[Problem 1]:
According to the Hepatitis B passage, how many Hepatitis B cases are now estimated to occur in Australia every year?
[Problem 2]:
Write out the Hepatitis B passage word for word from "There are many" up to and including "are always infectious.".
____ Passage to read
There are many diseases being introduced into Australia: T.B., leprosy, and parasitic diseases; but these are controllable, treatable, and not of long term significance.

Hepatitis B, however, is a severe new disease being brought into Australia from Asia and, unlike the common Hepatitis A, results in chronic illness, chronic carrier status, and large numbers of deaths. The following information has been cleared for use by the Fairfield Infectious Diseases Hospital in Melbourne:

Hepatitis B is endemic in Africa and Asia. Over one billion people have been infected. This results in two million deaths per year and a carrier population of 200 million people (that is, one person in six). Carriers, though being healthy themselves, are always infectious.

The mode of transmission of Hepatitis B is similar to that of AIDS, but is one hundred times more infectious, and spreads in a non-sexual fashion within families, between children in situations where oral spread is likely, and to non-immune individuals in close contact with large carrier populations.

Ten years ago, Hepatitis B was a very rare disease in Australia, but it is now estimated that 20 000 cases occur in Australia every year.
________
____ Data under study
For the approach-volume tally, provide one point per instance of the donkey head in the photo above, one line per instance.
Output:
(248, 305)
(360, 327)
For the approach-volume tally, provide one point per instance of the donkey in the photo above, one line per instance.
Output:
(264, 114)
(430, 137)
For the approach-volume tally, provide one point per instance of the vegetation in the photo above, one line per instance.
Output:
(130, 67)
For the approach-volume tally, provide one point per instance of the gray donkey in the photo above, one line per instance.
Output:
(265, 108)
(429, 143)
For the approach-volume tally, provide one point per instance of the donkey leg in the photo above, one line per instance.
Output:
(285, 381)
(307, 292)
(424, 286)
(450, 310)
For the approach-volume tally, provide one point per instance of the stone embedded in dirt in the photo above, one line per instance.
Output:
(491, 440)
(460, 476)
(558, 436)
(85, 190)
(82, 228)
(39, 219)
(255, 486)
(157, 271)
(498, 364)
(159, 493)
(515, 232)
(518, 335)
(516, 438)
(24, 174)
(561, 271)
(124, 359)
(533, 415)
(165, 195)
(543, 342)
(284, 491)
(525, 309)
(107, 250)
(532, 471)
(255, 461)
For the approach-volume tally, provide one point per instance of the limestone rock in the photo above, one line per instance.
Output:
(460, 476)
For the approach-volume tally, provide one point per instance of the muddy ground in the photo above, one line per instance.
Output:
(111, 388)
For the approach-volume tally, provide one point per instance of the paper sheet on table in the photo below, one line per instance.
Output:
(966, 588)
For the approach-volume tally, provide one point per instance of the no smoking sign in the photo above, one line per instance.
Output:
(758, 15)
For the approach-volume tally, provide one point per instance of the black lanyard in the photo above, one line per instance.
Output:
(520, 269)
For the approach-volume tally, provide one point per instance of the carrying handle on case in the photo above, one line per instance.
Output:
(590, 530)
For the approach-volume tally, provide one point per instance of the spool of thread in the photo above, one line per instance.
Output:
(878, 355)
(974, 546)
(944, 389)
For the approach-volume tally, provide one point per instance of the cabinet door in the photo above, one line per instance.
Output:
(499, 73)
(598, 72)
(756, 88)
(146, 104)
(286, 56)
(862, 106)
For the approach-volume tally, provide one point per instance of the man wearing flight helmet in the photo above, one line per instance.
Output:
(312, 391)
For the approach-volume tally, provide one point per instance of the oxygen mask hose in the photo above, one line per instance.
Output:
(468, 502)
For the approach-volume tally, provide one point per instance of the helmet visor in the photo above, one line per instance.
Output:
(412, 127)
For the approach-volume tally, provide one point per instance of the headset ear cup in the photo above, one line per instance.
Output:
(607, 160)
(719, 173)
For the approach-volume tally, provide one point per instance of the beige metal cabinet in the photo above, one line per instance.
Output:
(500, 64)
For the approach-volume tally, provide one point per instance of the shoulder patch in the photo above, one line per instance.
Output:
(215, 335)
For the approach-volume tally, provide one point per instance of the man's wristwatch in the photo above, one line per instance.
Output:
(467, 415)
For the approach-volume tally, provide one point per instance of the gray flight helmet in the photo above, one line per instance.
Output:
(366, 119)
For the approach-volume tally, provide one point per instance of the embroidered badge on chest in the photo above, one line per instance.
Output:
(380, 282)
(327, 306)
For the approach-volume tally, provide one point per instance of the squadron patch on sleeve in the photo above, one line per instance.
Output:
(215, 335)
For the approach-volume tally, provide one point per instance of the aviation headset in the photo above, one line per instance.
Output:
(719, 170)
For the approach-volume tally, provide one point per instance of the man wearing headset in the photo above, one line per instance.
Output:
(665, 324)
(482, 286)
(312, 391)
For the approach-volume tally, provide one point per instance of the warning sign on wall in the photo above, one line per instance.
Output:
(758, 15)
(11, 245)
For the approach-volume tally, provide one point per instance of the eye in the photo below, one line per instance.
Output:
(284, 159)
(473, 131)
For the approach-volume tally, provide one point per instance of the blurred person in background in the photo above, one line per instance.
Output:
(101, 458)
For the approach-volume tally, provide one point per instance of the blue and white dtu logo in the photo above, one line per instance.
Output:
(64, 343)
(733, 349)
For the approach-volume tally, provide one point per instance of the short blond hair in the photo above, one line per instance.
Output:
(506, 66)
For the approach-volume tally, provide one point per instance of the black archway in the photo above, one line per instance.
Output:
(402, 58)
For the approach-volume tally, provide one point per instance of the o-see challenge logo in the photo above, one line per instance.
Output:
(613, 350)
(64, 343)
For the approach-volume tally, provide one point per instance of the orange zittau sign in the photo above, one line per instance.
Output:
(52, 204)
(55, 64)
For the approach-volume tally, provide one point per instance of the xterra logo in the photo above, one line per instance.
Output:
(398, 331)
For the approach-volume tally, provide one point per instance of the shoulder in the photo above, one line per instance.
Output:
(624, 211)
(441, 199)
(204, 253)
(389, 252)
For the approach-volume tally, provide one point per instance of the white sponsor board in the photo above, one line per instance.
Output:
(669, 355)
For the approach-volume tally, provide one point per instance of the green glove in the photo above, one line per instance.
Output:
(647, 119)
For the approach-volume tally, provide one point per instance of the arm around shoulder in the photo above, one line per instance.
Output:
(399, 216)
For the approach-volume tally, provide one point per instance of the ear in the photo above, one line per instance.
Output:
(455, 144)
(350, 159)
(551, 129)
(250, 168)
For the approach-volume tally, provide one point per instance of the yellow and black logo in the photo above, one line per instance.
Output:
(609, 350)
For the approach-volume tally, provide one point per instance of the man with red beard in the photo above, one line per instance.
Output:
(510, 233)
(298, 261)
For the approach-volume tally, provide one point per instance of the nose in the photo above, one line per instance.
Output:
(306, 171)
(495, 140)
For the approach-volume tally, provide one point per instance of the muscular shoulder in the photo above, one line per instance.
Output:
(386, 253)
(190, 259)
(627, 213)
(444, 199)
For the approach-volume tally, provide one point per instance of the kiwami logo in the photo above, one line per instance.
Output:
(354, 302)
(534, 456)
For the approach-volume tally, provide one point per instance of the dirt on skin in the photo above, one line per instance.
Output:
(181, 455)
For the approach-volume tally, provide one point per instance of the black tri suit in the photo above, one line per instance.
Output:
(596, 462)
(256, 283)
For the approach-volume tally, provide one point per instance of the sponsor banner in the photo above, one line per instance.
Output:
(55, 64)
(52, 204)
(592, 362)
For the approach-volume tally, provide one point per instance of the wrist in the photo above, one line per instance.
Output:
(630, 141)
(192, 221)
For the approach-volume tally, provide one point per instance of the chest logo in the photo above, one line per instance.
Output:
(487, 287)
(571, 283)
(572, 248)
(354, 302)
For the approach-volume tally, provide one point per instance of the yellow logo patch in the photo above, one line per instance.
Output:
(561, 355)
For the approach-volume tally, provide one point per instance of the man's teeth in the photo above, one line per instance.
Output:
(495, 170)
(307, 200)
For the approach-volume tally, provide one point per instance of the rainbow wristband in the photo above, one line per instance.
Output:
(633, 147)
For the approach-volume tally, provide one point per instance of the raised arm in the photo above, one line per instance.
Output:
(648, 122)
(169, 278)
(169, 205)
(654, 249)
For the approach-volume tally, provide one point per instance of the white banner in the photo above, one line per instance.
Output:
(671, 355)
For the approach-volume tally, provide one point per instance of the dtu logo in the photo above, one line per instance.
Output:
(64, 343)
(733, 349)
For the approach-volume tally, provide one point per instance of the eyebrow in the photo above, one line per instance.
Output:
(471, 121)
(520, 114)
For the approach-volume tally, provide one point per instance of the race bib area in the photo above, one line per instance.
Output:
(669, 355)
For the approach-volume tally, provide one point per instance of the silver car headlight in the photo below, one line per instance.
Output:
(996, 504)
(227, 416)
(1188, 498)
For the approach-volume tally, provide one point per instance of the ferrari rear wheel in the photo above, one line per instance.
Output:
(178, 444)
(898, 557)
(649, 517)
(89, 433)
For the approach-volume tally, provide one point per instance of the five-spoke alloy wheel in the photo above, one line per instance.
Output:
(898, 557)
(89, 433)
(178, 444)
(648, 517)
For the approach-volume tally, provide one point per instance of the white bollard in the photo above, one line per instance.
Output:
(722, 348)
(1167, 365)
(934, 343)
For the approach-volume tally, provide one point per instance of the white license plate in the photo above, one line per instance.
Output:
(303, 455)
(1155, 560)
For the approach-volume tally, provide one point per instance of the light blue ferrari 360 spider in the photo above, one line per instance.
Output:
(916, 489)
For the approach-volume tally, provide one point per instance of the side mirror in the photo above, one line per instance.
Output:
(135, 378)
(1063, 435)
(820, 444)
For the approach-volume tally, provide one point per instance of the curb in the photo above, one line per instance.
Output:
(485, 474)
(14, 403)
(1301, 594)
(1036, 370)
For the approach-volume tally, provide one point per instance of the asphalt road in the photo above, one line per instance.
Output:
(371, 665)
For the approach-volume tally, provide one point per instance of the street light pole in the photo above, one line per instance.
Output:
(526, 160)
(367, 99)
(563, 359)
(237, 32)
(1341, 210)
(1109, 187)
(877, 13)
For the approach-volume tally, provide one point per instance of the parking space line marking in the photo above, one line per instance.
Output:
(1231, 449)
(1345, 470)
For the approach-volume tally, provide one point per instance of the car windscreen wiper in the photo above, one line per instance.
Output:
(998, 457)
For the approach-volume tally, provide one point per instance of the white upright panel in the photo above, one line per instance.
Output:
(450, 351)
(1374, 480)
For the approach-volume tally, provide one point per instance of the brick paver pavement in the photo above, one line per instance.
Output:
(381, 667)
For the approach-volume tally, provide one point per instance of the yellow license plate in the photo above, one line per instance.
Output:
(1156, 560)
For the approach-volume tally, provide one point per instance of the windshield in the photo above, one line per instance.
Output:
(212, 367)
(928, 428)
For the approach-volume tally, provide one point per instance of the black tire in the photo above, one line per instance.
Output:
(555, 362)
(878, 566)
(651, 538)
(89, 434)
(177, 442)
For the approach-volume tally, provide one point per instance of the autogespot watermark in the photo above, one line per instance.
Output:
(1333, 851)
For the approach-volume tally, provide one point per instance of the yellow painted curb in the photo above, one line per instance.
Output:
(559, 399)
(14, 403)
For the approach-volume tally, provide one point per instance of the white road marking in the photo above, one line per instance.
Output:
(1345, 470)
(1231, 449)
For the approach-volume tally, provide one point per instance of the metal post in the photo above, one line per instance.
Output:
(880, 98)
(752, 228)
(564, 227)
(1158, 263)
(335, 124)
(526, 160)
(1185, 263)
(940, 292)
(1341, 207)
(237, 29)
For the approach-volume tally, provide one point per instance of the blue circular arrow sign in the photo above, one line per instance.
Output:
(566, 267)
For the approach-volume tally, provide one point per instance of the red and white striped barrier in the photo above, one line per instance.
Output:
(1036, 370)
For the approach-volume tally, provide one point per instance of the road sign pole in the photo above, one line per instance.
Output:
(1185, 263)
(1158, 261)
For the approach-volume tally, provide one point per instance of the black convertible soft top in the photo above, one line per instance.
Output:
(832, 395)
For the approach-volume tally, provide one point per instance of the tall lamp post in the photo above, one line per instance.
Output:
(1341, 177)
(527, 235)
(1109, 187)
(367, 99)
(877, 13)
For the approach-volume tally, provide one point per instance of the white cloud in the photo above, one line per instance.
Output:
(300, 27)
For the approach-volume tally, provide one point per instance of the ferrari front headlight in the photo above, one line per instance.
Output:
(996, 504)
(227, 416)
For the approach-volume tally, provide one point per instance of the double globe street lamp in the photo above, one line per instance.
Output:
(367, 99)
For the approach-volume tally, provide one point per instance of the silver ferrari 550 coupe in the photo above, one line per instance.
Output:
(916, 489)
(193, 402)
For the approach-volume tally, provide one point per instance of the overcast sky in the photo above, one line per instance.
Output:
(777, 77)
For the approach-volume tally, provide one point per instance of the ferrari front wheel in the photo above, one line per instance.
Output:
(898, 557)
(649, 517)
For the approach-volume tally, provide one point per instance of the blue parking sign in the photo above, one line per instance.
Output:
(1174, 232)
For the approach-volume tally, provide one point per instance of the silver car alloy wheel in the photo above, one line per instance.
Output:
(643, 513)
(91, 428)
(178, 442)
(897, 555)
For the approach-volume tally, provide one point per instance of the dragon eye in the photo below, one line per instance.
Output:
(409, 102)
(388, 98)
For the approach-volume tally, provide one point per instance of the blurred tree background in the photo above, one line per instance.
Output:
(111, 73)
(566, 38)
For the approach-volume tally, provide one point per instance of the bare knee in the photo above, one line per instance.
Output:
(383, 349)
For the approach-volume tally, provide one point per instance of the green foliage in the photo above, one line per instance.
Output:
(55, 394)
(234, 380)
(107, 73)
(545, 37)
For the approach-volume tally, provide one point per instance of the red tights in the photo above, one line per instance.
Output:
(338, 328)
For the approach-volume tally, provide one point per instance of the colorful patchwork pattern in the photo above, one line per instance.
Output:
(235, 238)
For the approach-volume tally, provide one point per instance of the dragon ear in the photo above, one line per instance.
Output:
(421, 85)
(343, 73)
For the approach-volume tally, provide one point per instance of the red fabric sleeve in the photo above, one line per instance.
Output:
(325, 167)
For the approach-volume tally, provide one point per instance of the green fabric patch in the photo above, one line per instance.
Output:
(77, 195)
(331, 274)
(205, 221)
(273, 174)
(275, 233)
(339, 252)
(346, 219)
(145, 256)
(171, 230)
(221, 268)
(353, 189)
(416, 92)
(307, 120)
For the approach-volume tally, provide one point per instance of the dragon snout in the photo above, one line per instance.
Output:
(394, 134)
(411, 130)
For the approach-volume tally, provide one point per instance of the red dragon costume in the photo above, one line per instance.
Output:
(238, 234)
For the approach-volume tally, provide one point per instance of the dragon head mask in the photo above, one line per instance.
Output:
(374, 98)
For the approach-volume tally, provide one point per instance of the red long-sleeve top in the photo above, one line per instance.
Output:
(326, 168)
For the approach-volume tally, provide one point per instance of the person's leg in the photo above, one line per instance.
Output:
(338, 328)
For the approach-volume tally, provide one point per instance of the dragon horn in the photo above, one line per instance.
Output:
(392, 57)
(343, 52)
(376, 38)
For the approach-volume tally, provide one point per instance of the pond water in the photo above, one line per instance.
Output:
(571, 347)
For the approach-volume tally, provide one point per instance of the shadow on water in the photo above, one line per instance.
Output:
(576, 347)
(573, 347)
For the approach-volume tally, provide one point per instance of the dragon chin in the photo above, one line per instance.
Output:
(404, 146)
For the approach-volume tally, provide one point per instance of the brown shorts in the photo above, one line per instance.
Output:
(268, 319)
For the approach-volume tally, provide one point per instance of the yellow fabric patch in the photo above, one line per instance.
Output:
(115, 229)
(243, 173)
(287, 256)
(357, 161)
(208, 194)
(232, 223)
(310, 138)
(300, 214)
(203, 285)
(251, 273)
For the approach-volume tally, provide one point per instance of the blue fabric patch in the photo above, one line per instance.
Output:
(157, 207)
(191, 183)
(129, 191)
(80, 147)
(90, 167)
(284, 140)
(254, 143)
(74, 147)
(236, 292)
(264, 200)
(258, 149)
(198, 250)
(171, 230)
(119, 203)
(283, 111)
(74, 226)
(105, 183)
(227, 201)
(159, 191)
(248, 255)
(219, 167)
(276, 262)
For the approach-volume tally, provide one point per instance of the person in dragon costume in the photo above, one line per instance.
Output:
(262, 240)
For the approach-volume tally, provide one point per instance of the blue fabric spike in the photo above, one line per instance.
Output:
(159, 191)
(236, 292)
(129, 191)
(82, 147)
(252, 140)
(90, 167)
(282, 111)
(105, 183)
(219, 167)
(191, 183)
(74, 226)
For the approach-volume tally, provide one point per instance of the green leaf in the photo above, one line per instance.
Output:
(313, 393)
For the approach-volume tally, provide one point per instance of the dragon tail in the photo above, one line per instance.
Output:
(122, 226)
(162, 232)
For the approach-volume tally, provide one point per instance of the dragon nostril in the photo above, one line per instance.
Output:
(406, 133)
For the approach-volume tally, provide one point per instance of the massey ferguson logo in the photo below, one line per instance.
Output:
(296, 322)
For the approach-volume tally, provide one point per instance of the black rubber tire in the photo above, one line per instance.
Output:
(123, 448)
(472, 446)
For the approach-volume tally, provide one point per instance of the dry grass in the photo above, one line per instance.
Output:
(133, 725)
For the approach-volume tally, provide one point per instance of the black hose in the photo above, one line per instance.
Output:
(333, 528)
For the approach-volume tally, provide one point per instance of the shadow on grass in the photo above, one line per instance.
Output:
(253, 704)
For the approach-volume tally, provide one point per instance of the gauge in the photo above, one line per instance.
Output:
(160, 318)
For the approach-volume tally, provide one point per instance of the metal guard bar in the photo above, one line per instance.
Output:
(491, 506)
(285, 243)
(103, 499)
________
[Response box 1]:
An estimated 20 000 cases occur in Australia every year.

[Response box 2]:
There are many diseases being introduced into Australia: T.B., leprosy, and parasitic diseases; but these are controllable, treatable, and not of long term significance.

Hepatitis B, however, is a severe new disease being brought into Australia from Asia and, unlike the common Hepatitis A, results in chronic illness, chronic carrier status, and large numbers of deaths. The following information has been cleared for use by the Fairfield Infectious Diseases Hospital in Melbourne:

Hepatitis B is endemic in Africa and Asia. Over one billion people have been infected. This results in two million deaths per year and a carrier population of 200 million people (that is, one person in six). Carriers, though being healthy themselves, are always infectious.